## Given data
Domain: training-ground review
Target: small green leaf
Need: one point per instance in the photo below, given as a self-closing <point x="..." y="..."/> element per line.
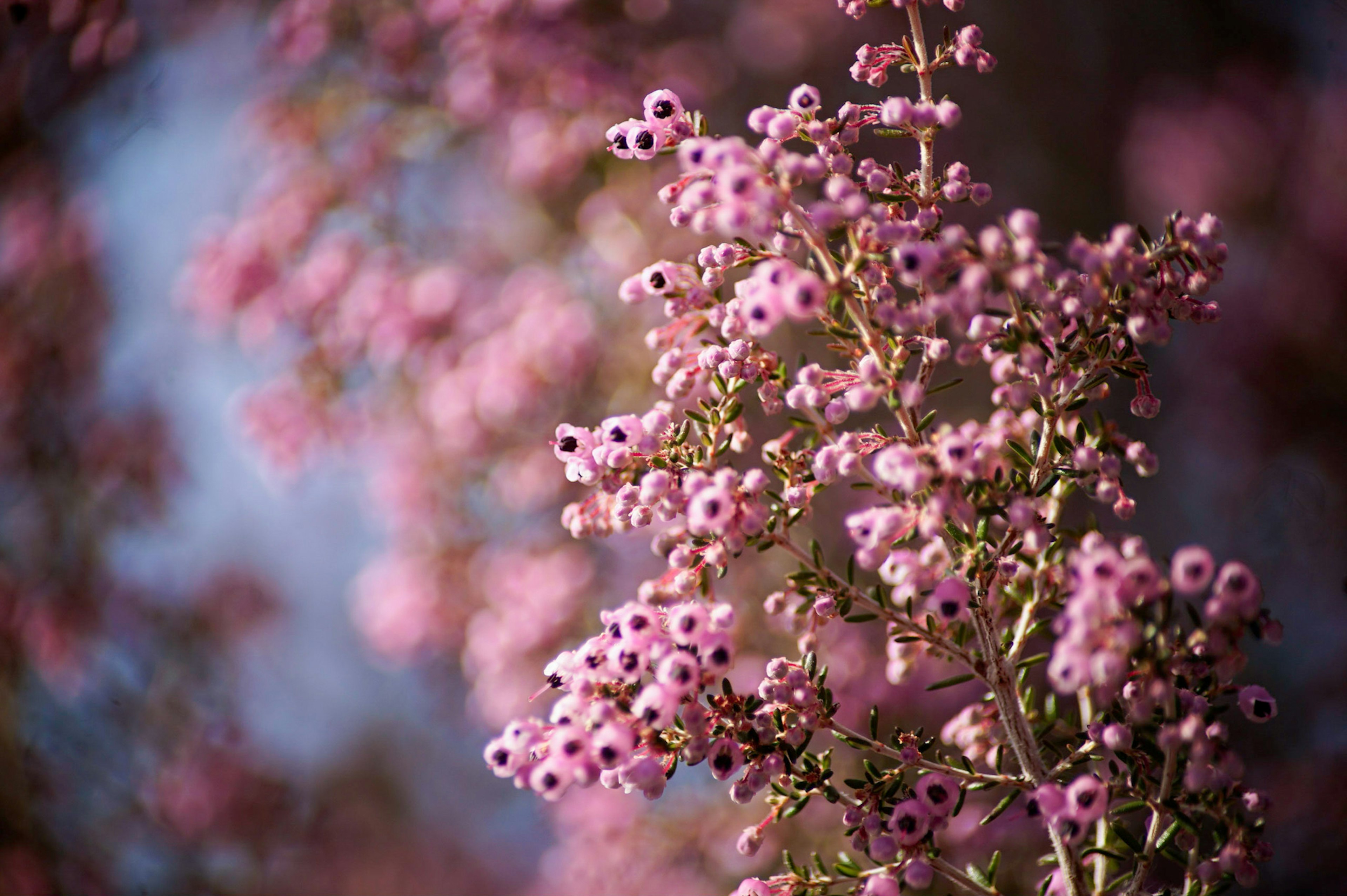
<point x="945" y="386"/>
<point x="1003" y="806"/>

## What to do
Repeat nothing but the lines from the one containing "Need: one point" through the end of the entries, exactly, and skip the pictures.

## Output
Need: one point per instance in the photo below, given as a self-closing <point x="..." y="..."/> element per line.
<point x="945" y="386"/>
<point x="1003" y="806"/>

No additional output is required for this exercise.